_STATED TASK A_.
Using the matrix inverse tutorial, answer these questions.
(i) How is an identity matrix written?
(ii) What must be true of the columns of a square matrix that has no inverse?
(iii) Which NumPy function does the code call to compute the inverse of M5?

_SOURCE TEXT_.
Almost every square matrix has an _inverse_. The inverse of a matrix is another matrix that undoes the effect of the first matrix when acting upon a vector. In more technical terms, the result of multiplying a matrix by its inverse, regardless of whether the inverse is on the right or on the left, is the _identity matrix_, which is a matrix of the appropriate size that consists entirely of zeros except for a line of ones along the diagonal. An identity matrix, regardless of its size, is written $I$. Multiplying the identity matrix by any appropriately sized matrix or vector simply returns that matrix or vector unchanged. In order for a square matrix to _not_ have an inverse, its columns must be _linearly dependent_, but that's beyond the scope of this tutorial and usually only applies to specially constructed matrices, not to the somewhat random matrices we usually deal with in data science. There are ways to construct a pseudo-inverse for non-square matrices, but that is also beyond the scope of this tutorial.  
This is Grant Sanderson's 3blue1brown video about matrix inverses and more: https://youtu.be/uQhTuRlWMxw

In [None]:
# An example of a matrix and its inverse
M5 = np.random.randint(1,10,(3,3))
print("Matrix to be inverted:")
print(M5)
print("\nInverse matrix:")
print(np.linalg.inv(M5))
print("\nResult of matrix multiplication:")
print(np.matmul(M5,np.linalg.inv(M5)))
print("\nCleaned up result:")
print(np.round(np.matmul(M5,np.linalg.inv(M5))))
print("\nResult of matrix multiplication with order reversed:")
print(np.matmul(np.linalg.inv(M5),M5))
print("\nCleaned up result:")
print(np.round(np.matmul(np.linalg.inv(M5),M5)))

_DATASET EXTRACT_.
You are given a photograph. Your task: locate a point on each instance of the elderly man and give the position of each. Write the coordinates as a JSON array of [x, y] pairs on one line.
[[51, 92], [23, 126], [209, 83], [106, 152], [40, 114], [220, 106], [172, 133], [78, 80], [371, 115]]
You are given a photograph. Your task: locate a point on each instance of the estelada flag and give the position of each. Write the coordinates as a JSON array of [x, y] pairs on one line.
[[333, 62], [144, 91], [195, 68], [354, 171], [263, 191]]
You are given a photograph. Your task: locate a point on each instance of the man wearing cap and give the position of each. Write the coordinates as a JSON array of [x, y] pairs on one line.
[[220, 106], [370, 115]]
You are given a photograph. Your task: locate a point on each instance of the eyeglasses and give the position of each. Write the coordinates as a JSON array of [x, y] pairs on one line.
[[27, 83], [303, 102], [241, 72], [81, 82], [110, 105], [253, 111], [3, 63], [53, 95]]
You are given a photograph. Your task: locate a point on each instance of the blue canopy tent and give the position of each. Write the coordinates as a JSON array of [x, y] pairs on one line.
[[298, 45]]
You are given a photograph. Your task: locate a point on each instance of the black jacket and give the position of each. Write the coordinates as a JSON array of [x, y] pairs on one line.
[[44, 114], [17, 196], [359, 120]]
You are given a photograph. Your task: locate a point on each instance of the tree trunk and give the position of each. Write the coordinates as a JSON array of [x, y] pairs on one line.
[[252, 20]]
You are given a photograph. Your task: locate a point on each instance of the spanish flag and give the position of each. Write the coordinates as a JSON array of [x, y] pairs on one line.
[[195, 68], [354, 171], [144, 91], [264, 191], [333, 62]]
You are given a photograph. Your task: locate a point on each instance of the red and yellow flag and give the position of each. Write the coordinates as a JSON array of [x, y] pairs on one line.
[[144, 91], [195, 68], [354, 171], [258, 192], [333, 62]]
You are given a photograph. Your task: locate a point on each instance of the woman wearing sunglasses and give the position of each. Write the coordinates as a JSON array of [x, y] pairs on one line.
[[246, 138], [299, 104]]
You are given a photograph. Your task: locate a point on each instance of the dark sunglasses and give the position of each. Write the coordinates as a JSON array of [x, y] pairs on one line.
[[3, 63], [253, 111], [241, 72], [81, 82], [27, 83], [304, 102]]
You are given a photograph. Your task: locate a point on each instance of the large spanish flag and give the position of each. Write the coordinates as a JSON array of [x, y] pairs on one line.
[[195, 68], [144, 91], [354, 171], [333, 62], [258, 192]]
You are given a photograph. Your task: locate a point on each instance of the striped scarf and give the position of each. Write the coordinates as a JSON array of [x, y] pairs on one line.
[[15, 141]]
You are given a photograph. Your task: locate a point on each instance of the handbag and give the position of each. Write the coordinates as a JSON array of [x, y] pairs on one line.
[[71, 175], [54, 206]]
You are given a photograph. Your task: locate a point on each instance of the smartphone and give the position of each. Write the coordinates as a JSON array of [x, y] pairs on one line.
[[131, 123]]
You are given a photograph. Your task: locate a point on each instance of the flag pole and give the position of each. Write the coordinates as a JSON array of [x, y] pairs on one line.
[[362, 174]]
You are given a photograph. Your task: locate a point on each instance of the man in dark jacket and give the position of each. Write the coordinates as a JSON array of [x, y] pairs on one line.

_STATED TASK B_. In the listing, swap "locate" for "mark" throughout the part that opens with the line containing "of the eyeglasses" and closes with the line containing "[[246, 138], [299, 104]]". Give back only those lines, with nothing else changed.

_CORRECT RESPONSE A_.
(i) It is written $I$.
(ii) Its columns must be linearly dependent.
(iii) np.linalg.inv

_CORRECT RESPONSE B_.
You are given a photograph. Your task: mark a point on each instance of the eyeglasses and give the position of each. Write the coordinates as a JSON array of [x, y] pairs on one line.
[[27, 83], [303, 102], [241, 72], [81, 82], [110, 105], [253, 111], [3, 63], [53, 95]]
You are given a photograph. Your task: mark a point on each instance of the blue canopy tent and give the position of each. Write the coordinates as a JSON array of [x, y] pairs on one line.
[[298, 45]]
You are given a photograph. Your task: mark a point on each instance of the black jacket and give the position of each. Write the coordinates as a JSON array of [x, y] pairs on one line.
[[44, 114], [17, 196], [359, 120]]
You are given a photograph. Your task: mark a point on each instance of the tree trunk and give the position of each. Write the coordinates as a JSON array of [x, y] pairs on one line.
[[252, 20]]
You are given a photograph. Your task: mark a point on each instance of the spanish flag and give the position of each. Write the coordinates as a JSON array of [x, y] pairs on one line.
[[195, 68], [354, 171], [144, 91], [264, 191], [333, 62]]
You are given a photograph. Your task: mark a point on each instance of the red and yellow flag and give the position of each. Write the coordinates as a JSON array of [x, y] pairs on one line.
[[144, 91], [195, 68], [354, 171], [258, 192], [333, 62]]
You are given a photograph. Your task: mark a point on each instance of the woman wearing sunglasses and give the position of each. Write the coordinates as a JSON array of [x, y] pairs on one line.
[[246, 138], [299, 104]]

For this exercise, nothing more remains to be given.